ABOUT THIS EXERCISE:
Set down the full passage on Trieste and its irredentists word for word.

PROVIDED PASSAGE:
****************************************

The nation made the alpini into heroes for their defense of the Alps against the Austrian and German hordes. Cozzi, however, never got to enjoy these honours. In 1916, he died in exile of complications from syphilis. Nonetheless, in death, as in life, his legendary status among irredentists in Trieste continued to grow.
At Cozzi’s Trieste Gymnastics Society, teenage Emilio could not help but learn that to become a hero for the motherland, and Trieste, was not a duty but an adventure.
***
News of Austria-Hungary’s surrender reached Trieste on October 30, 1918. The Italians of Trieste, despite years of malnutrition, celebrated with bonfires, danced and drank in the streets. The “Marcia Reale d’Ordinanza,” the anthem of the Kingdom of Italy, banned by the Austrians, was sung: “The Italian Alps will be free / angelic speech will reign, the hated barbarian / will never set foot here / as long as our fervent patriotic love lasts / as long as our civilization reigns.” Pictures of King Victor Emmanuel III of Italy and flags hidden away for years were draped from windows. Church bells rang. Despite years of military incompetence and the staggering waste of Italian lives, irredentists claimed the war as proof of Italian prowess.

****************************************

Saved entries

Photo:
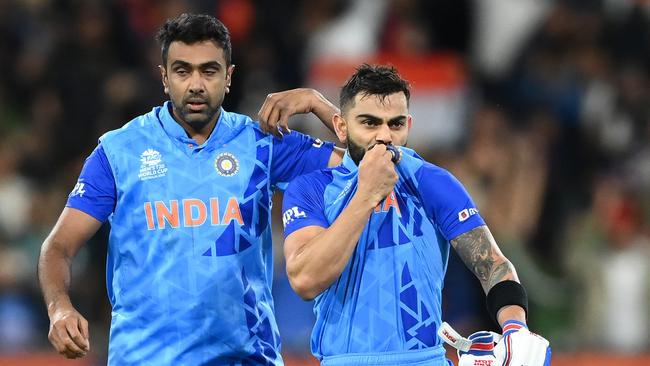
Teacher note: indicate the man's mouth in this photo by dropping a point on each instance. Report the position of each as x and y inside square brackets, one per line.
[196, 105]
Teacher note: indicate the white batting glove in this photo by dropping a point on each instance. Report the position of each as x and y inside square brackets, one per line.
[520, 347]
[477, 350]
[481, 352]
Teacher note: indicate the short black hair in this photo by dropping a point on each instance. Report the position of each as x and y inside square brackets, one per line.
[380, 80]
[193, 28]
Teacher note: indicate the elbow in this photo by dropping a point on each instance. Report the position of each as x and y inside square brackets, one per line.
[307, 288]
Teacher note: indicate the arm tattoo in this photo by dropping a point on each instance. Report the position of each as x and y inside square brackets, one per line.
[480, 253]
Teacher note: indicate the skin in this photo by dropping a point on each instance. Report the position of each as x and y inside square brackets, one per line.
[316, 256]
[196, 78]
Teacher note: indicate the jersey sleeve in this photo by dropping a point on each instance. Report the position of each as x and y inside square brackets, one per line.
[446, 202]
[303, 204]
[95, 192]
[297, 154]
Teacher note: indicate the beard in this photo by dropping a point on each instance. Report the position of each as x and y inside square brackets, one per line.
[197, 120]
[356, 151]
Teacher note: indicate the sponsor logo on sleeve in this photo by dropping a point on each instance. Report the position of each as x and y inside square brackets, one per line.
[467, 213]
[291, 214]
[78, 190]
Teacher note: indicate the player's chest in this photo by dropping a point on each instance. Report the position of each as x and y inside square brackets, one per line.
[166, 171]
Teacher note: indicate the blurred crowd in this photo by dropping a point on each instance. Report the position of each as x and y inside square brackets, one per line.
[546, 121]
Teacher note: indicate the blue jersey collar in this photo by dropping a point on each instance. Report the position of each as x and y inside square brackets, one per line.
[176, 131]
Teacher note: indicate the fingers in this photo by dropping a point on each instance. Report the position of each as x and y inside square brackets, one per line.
[279, 107]
[69, 336]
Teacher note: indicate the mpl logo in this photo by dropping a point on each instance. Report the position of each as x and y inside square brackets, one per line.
[151, 165]
[466, 214]
[291, 214]
[483, 362]
[78, 190]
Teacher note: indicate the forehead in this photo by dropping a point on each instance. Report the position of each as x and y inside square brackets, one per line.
[196, 53]
[392, 105]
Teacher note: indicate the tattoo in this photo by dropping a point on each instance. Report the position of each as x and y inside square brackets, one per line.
[481, 255]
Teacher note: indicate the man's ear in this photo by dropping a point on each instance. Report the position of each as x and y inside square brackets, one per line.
[340, 127]
[163, 77]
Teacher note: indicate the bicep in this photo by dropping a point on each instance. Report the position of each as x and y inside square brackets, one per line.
[72, 230]
[297, 240]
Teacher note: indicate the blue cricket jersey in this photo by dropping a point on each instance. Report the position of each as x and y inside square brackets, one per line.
[189, 266]
[387, 301]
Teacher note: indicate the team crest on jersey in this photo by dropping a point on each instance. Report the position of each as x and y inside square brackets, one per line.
[226, 164]
[151, 165]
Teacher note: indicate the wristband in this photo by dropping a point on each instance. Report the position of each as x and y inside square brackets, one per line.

****************************************

SOLVED EXERCISE:
The nation made the alpini into heroes for their defense of the Alps against the Austrian and German hordes. Cozzi, however, never got to enjoy these honours. In 1916, he died in exile of complications from syphilis. Nonetheless, in death, as in life, his legendary status among irredentists in Trieste continued to grow.
At Cozzi’s Trieste Gymnastics Society, teenage Emilio could not help but learn that to become a hero for the motherland, and Trieste, was not a duty but an adventure.
***
News of Austria-Hungary’s surrender reached Trieste on October 30, 1918. The Italians of Trieste, despite years of malnutrition, celebrated with bonfires, danced and drank in the streets. The “Marcia Reale d’Ordinanza,” the anthem of the Kingdom of Italy, banned by the Austrians, was sung: “The Italian Alps will be free / angelic speech will reign, the hated barbarian / will never set foot here / as long as our fervent patriotic love lasts / as long as our civilization reigns.” Pictures of King Victor Emmanuel III of Italy and flags hidden away for years were draped from windows. Church bells rang. Despite years of military incompetence and the staggering waste of Italian lives, irredentists claimed the war as proof of Italian prowess.